WHAT IS ASKED -
Scale the records beginning with the line that contains "Trace the outline of every instance of the sky." and continuing through the end of the records. Repeat those lines, requests included, with every polygon vertex coordinate in the answers multiplied by 1.95 and rounded to the nearest whole number, halves rounded up.

-- START RECORD SET --

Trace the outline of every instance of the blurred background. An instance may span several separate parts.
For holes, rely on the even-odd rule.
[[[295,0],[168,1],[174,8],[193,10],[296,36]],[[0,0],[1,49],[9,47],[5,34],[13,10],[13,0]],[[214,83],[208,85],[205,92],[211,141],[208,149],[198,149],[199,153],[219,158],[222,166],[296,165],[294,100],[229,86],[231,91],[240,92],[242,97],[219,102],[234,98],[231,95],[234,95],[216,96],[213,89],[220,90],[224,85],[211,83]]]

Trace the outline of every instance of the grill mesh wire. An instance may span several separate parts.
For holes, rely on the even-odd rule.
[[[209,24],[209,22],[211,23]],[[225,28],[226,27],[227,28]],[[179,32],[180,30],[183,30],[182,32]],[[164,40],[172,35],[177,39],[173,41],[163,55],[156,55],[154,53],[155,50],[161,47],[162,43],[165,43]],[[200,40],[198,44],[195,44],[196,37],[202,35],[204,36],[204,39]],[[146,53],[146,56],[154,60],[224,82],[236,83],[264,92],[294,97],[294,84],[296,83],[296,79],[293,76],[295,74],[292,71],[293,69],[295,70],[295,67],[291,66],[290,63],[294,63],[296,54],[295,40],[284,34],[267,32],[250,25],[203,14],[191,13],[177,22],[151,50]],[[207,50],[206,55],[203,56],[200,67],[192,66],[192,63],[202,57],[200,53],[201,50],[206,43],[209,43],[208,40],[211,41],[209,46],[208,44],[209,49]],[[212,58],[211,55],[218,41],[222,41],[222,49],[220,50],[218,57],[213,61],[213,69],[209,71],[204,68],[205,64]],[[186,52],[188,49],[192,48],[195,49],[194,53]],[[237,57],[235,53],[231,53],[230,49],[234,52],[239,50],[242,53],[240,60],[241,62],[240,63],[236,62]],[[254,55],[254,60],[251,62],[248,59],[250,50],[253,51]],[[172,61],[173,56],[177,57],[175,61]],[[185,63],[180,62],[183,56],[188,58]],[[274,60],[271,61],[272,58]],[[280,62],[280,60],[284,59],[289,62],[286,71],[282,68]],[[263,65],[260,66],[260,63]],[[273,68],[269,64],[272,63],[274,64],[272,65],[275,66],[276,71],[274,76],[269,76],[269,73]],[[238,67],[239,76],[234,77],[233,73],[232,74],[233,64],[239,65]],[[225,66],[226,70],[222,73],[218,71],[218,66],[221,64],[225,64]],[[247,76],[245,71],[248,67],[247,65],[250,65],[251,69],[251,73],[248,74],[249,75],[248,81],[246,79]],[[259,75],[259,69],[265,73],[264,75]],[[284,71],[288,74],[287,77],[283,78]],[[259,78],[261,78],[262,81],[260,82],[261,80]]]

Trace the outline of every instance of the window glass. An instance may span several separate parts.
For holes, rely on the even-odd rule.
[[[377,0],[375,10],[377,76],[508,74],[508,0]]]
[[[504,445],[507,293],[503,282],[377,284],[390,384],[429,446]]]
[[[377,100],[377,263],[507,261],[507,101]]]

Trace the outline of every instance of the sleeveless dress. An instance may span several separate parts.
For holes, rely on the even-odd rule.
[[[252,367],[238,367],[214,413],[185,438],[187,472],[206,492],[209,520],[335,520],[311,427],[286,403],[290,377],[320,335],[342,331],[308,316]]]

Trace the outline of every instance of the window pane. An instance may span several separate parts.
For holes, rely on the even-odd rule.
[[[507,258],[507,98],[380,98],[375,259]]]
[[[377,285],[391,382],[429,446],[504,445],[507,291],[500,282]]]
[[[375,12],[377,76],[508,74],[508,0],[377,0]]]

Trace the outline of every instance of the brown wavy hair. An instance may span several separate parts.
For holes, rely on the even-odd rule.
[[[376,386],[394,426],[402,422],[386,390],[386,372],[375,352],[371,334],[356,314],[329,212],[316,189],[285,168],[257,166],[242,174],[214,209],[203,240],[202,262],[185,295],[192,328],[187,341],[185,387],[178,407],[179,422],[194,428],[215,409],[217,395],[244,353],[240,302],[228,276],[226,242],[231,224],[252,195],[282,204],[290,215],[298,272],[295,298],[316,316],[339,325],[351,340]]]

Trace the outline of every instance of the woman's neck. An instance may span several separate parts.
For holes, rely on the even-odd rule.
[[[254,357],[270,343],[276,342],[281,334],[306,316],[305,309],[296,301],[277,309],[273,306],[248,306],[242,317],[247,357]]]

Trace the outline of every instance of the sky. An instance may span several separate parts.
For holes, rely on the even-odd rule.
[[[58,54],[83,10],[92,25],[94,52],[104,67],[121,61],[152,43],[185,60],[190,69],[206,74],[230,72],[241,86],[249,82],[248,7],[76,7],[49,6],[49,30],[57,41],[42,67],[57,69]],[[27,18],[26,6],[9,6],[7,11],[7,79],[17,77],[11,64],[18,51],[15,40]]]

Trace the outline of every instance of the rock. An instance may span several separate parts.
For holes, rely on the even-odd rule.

-- END RECORD SET --

ANSWER IN FULL -
Trace the outline of every instance of the sky. An instance may span several separate parts.
For holes, rely on the even-odd rule.
[[[113,105],[162,20],[179,49],[183,101],[203,131],[236,119],[296,84],[361,117],[371,135],[402,144],[449,140],[470,168],[486,160],[484,14],[148,14],[96,12],[96,59],[111,80],[82,131],[111,135]],[[53,35],[51,12],[18,12],[14,21],[14,154],[33,150],[21,125],[35,99],[29,78]]]

Trace the outline of every instance of the rock. An instance may span several separate parts.
For holes, rely on the even-odd rule.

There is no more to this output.